- **What to do**:
1: List every Bible passage that the Ephesians 5:18 text cites by book, chapter and verse, giving each verse separately.
2: Pick up the Ephesians 5:18 text after its last sentence and continue the argument.

Doesn't Ephesians 5:18 imply that some use of alcohol is permitted?


God wrote in Ephesians 5:18, "Do not get drunk on wine, which leads to debauchery. Instead, be filled with the Spirit." When God tells us not to get speeding tickets, what is He inferring ? Obviously, that driving is not a sin. When God tells us not to get drunk, what is He inferring?

People who try to say that God condems drinking alcohol, when the Holy Spirit could have so easily written, "Do not drink any alcohol" are implying that God didn't know how to get His meaning across. They really ought not do that.


Your objection is handled in the article, New Testament Beverages. I'm repeating the relavant section below:

Another commonly cited verse is Ephesians 5:18. Here the argument is that Paul condemns the misuse of wine, but not the moderate use of alcohol. Markus Barth said, "The condemnation of the misuse of wine does not preclude a proper use of alcoholic beverage." Basically, the claim is that if Paul was condemning all drinking, he would have said, "Do not drink at all."

Two states are being contrasted in Ephesians 5:18, being filled with wine and being filled with the Spirit. The point of the contrast is that you cannot have both at once -- they are mutually exclusive. You cannot be partially filled with spirits and partially filled with the Spirit. Similar exclusions appear in Luke 1:15 and Acts 2:4, 15. In other words, the indwelling of the Spirit is connected with the abstinence of liquor.

- **Listed entries**:
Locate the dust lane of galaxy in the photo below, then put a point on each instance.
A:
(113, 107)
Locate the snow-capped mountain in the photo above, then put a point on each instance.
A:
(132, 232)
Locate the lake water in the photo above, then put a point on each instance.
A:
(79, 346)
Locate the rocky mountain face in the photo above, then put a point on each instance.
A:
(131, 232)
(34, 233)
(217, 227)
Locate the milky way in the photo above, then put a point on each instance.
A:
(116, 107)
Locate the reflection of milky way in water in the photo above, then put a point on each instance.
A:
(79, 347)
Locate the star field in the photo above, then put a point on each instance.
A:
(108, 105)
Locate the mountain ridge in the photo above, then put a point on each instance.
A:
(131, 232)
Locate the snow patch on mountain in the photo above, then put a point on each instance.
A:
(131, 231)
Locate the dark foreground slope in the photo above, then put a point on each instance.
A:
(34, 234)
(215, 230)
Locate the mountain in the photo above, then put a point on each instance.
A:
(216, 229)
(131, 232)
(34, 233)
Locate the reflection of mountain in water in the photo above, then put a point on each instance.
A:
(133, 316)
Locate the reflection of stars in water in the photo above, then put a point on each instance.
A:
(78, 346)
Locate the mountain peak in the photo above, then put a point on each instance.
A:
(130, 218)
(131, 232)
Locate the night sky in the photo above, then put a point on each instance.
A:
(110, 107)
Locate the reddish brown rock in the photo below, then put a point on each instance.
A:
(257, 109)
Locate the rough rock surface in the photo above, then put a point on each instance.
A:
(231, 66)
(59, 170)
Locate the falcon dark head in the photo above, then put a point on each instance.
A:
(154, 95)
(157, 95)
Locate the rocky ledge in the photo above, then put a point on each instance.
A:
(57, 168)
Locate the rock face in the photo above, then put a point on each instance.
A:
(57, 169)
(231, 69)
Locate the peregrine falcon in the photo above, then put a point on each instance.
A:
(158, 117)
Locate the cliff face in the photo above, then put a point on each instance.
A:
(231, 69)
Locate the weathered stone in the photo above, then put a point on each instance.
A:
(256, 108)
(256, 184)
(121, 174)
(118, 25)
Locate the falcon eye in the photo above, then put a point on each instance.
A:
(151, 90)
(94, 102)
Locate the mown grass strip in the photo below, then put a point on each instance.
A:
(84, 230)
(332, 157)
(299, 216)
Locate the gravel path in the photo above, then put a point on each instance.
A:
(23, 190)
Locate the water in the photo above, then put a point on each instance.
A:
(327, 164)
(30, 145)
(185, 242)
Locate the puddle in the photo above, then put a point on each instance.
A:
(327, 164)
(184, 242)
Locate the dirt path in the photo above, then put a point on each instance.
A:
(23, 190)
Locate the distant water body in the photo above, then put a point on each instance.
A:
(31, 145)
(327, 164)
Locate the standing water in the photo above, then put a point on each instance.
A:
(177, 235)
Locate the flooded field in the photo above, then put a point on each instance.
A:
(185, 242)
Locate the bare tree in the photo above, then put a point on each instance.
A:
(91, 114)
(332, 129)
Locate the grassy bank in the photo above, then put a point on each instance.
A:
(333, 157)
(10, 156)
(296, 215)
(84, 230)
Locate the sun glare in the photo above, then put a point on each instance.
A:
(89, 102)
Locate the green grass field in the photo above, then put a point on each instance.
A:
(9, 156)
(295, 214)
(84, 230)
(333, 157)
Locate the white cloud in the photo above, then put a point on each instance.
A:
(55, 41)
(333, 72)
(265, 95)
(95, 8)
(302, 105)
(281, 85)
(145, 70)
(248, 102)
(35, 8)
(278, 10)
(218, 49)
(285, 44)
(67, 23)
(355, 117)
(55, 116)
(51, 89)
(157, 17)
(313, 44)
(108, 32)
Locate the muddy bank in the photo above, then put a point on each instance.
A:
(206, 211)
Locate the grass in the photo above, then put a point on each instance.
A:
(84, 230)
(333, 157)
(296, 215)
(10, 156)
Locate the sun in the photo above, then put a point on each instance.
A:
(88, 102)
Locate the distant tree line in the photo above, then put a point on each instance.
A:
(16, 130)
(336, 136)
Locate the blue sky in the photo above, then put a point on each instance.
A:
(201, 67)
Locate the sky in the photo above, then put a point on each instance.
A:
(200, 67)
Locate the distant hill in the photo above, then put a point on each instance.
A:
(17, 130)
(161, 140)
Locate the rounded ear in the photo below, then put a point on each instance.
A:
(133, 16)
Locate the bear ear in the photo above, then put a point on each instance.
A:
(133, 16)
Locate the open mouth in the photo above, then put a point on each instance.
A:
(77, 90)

- **Your written answers**:
1:
Ephesians 5:18
Luke 1:15
Acts 2:4
Acts 2:15

2:
The clause that literally reads "in which is debauchery" refers to wine in Ephesians 5:18. Some translations change it to "that is debauchery" meaning getting drunk is debauchery, but this is not what the original text states. The original text states that there is debauchery in wine, as in Proverbs 23:31. In a letter to Laeta, a lady who wrote asking how to bring up her infant daughter, Jerome advised, "Let her learn even now not to drink wine 'wherein is excess.'" This quote of Ephesians 5:18 shows that Jerome believed the excess referred to the wine and not that drunkenness held excess. Albert Barnes stated, "Let Christians when about to indulge in a glass of wine, think of this admonition [Ephesians 5:18]. Let them remember that their bodies should be the temple of the Holy Ghost rather than a receptacle for intoxicating drinks. Was any man ever made a better Christian by the use of wine? Was any minister ever better fitted to counsel an anxious sinner, or to pray, or to preach the gospel, by the use of intoxicating drinks? Let the history of wine-drinking and intemperate clergymen answer."

There is a reason why Paul did not say "Do not drink any wine." Wine had some proper uses, such as its medicinal properties (I Timothy 5:23). Forbidding all use of wine would eliminate its use in medicine. Since the Greek word oinis includes all grape juice products, a statement saying drink no oinis at all would eliminate grape juice from the Christian's diet, making partaking of the Lord's Supper impossible.